**Data supplied:**
⟨

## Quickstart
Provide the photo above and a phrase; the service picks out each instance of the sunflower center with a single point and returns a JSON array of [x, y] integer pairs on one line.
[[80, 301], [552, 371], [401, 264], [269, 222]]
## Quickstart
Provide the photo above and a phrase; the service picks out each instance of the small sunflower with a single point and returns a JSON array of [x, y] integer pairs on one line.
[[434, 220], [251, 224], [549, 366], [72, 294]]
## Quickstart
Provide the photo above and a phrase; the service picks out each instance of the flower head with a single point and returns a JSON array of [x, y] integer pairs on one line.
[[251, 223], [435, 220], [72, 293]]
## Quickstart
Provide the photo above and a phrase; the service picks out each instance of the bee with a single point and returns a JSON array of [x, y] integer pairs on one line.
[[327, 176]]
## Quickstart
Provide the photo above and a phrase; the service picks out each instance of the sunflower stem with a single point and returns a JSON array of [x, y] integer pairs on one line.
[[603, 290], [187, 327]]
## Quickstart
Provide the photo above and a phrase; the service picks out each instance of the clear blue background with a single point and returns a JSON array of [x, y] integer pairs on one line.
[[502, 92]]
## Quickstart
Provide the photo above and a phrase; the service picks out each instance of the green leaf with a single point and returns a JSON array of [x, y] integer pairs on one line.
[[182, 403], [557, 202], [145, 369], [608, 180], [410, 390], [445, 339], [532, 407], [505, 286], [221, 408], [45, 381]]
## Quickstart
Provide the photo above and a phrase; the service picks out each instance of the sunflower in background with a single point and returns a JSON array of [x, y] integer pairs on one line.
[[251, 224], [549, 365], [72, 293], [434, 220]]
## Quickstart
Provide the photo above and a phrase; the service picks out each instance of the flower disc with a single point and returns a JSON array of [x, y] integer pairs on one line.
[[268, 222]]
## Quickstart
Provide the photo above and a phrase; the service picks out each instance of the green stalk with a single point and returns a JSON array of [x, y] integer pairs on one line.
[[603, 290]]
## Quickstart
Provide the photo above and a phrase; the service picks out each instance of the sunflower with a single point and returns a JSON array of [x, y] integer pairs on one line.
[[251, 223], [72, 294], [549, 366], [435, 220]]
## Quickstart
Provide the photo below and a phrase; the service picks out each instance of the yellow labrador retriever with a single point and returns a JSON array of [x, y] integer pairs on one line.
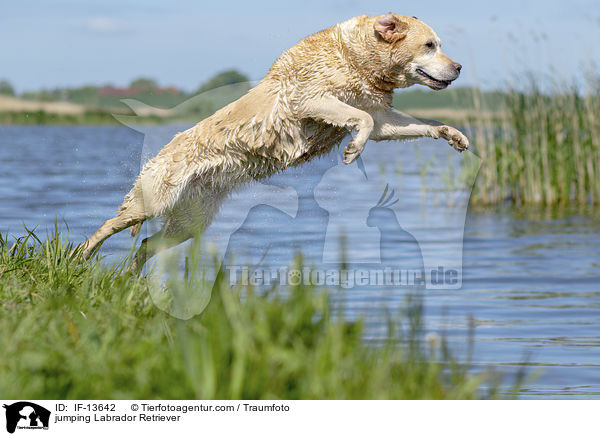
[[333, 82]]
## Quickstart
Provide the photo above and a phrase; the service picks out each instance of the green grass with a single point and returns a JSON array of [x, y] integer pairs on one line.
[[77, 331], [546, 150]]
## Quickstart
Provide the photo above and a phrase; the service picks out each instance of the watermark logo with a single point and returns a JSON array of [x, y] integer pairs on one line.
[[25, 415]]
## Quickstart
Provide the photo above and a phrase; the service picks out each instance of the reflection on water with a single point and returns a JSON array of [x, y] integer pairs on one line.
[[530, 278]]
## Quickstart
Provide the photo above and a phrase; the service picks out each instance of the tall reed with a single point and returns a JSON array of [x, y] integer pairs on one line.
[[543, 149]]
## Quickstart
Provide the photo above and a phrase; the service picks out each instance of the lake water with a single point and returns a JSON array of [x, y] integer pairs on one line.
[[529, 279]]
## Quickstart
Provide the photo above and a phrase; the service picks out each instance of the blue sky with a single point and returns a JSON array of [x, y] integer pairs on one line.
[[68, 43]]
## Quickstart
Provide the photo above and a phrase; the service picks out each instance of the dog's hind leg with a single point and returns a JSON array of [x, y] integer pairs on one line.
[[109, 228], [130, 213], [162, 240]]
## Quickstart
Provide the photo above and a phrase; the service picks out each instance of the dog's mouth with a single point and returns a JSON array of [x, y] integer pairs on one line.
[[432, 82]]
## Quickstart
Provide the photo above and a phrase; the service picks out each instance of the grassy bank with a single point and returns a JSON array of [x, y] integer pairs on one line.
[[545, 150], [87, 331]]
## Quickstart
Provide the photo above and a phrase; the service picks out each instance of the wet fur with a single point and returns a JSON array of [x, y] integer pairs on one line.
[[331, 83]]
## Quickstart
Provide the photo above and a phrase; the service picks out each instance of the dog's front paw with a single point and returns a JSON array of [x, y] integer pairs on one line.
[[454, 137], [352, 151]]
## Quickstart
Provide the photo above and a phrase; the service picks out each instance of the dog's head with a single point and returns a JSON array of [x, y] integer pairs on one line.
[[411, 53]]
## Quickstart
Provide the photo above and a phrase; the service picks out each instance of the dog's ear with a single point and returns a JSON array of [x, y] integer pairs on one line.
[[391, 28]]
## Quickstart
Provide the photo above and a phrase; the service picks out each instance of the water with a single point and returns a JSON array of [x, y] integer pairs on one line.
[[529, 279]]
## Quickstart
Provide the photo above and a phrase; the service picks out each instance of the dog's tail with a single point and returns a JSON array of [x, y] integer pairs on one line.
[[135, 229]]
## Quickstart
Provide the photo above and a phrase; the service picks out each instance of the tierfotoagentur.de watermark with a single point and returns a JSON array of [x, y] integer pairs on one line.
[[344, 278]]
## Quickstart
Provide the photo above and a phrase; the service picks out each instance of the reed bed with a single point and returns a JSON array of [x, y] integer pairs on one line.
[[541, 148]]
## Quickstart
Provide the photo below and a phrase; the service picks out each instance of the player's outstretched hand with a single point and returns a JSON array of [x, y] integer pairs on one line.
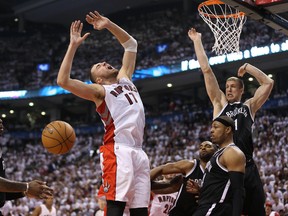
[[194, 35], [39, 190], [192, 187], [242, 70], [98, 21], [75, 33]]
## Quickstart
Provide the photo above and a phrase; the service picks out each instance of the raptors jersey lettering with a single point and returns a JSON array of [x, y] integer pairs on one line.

⟩

**Task objective:** Leave out the pictures and set down everything else in the entries above exactly.

**Answer to this problem:**
## Quickstart
Provide the photo above and a phrase; the service picks out each instance of the sunflower center with a single point and returns a JSON array of [x, y] integer pairs on one line.
[[80, 301], [552, 371], [401, 264], [269, 222]]
## Quickstart
Provide the photo above and a phrase; the service picks out each instance of the small sunflower with a single point and returns a JSON array of [x, y] integer pairs on one line.
[[434, 220], [251, 224], [549, 366], [72, 294]]
## Quickstart
Provide the photo above and a phrase; the service picks out each instance of the flower head with a single point and returns a JSON array of [x, y] integer pairs on one line.
[[251, 223], [435, 220], [72, 293]]
## Quickstart
Provide the photo above and a phrase; the service picks out each instance of the bee with a single point and returns a JSON array of [x, y] integer pairs on one line.
[[327, 176]]
## Quickstart
Provide the photo above and a phrase; the service picks out each instance of the sunflower stem with a single point and returns a JSON array of [x, y] integer pairs on one line.
[[603, 290], [187, 327]]
## Quickstart
Provide the photo above and a phrase; the service picks out each instance of the clear blue background with a single point and returns a JSON array of [x, y] integer pairs on one line.
[[502, 92]]
## Quickstart
Provide the photo above and a phrase; the service picks out each instance of the green leaf with a single point and returns a JSON array of [x, y] integer pairs on one line.
[[182, 403], [557, 202], [145, 369], [608, 180], [410, 390], [445, 339], [532, 407], [505, 286], [221, 408], [45, 381]]
## Quickstart
Provide the photo above and a phrase; the service picks out each instance of the sunflower in background with a single point and returns a JSON array of [x, y] integer pairs on one line.
[[251, 224], [549, 365], [72, 293], [434, 220]]
## Quickstart
Provide the photo above and a phrase; the service picks out each instance of the flower disc with a single point and returns a JSON array of [x, y] integer pairs on one line.
[[268, 222]]
## Quickstart
Provide the photo above and a phrase; the service picks out each instance of the green stalk with a single point and returns a JSON array of [x, y] integer pairs on one line.
[[603, 290]]
## Quickstart
Provide the photo above and a phrase; the service picks out each instance of the sunflower with a single point and returns a JSON array of [x, y] integer pairs on one line.
[[251, 223], [72, 294], [549, 366], [435, 220]]
## Quickstart
Provide the photo below and a phrase; the service picks out each instance of the yellow labrador retriever with a single point and returns a JSON array of [x, y] integer pairs on one line.
[[333, 82]]
## Quickstart
Provide the photo above and a phrase; the service picks out each instance of the green grass with a single point and returns a JSON array of [x, y] integer pairs on one line.
[[77, 331], [546, 150]]
## Quickstart
Provide the photo above and a phrase; the service picks out each instance of the watermark logo with a single point and returns a JSON array of [x, y] integer pairs on one line.
[[25, 415]]
## Quickstart
Provide the photo above and a phrase; the service picks out each instance of the reflection on water with a single point and returns a JSON array of [x, y] integer pairs on one line.
[[530, 278]]
## Quickstart
Provide the photo above and a phrase; the service picks out each instance of the tall reed with a single point and returns a JSON array of [x, y] integer pairs on one line.
[[543, 149]]
## Quickstart
Provide the photo above and a phrase; the service picks out each instance of the lake water with a single point and returns a JSON array of [x, y] integer pairs on one line.
[[529, 279]]
## Quickstart
Provide the photo above and a phrase; the service picks out each instance of the blue sky with a single point and returns a JSON array of [x, y] integer pairs on one line.
[[68, 43]]
## Quickstart
Provide the photo above and a phrase; the service picks out each instance of the dog's hind leg with a single point and returns a JSON array of [x, y] integer pairs on one line.
[[109, 228], [130, 213], [162, 240]]
## Quickstart
Provide the photo above and a phrase; the service picks out each instance of the dog's mouth with a single point and returns a JSON array of [x, y] integer pairs on one line.
[[432, 82]]
## Quickstart
Provide the photo above and a phrase; the service picks out each instance of the grassy bank with a single point and returns a JSON array of [x, y] integer pairs on one line.
[[545, 150], [87, 331]]
## Quickstart
Provide the photo above and a phrase; the service picks out each instance of the wet fur with a single point and returns a JSON array of [x, y] integer pairs on one line.
[[331, 83]]
## Quickstart
Provide the photo above and a phrase; the service picks out each instance of the dog's front paw with a single point and returns a JSON array of [x, y] integer pairs on one line.
[[454, 137], [352, 151]]
## Quickstart
Provide the photo above and a phrase; the service picks out each instance of the dog's head with a single point and returns a JSON array of [x, y] integer pairs on one line.
[[411, 53]]
## Quickstart
Provide the photo above and a phrase; the service picks out each instance of the dog's ear with a single point and returns a JSON array of [x, y] integer pairs on one line.
[[391, 28]]
## Quickstart
Provide the photo above and a phrase; the service picks out each instance of the water with a single point and returns a JSON array of [x, y] integer pairs on one line.
[[529, 279]]
## Quickstart
Provide the photo above and a phrase; the service picks out each instance of the dog's tail with a single point and returns a JSON array of [x, y] integer pairs on one line.
[[135, 229]]
## Quickstart
Provide the photo above and a phrase; the service picks out each instance of the tierfotoagentur.de watermark with a single point and returns a JSON array of [x, y] integer pairs on one line.
[[344, 278]]
## Quickstart
Provide the photo above and a phrase; the service picks out each instance of the reed bed with a single point and returns a JSON array of [x, y] integer pairs on one line.
[[541, 148]]
## Quickstart
Provide the photo below and a phrase; the service picks out each instance of the player's outstretched hand with a single point and returns a JSON array of [x, y] integer pairs on one line.
[[194, 35], [39, 190], [192, 187], [242, 70], [98, 21], [75, 33]]
## Quickstart
Provide the photo above and a phrase; the service picks out each instance of the raptors jersey lettering with a single point and returns a JSON array of [x, y] integer pairs on one line.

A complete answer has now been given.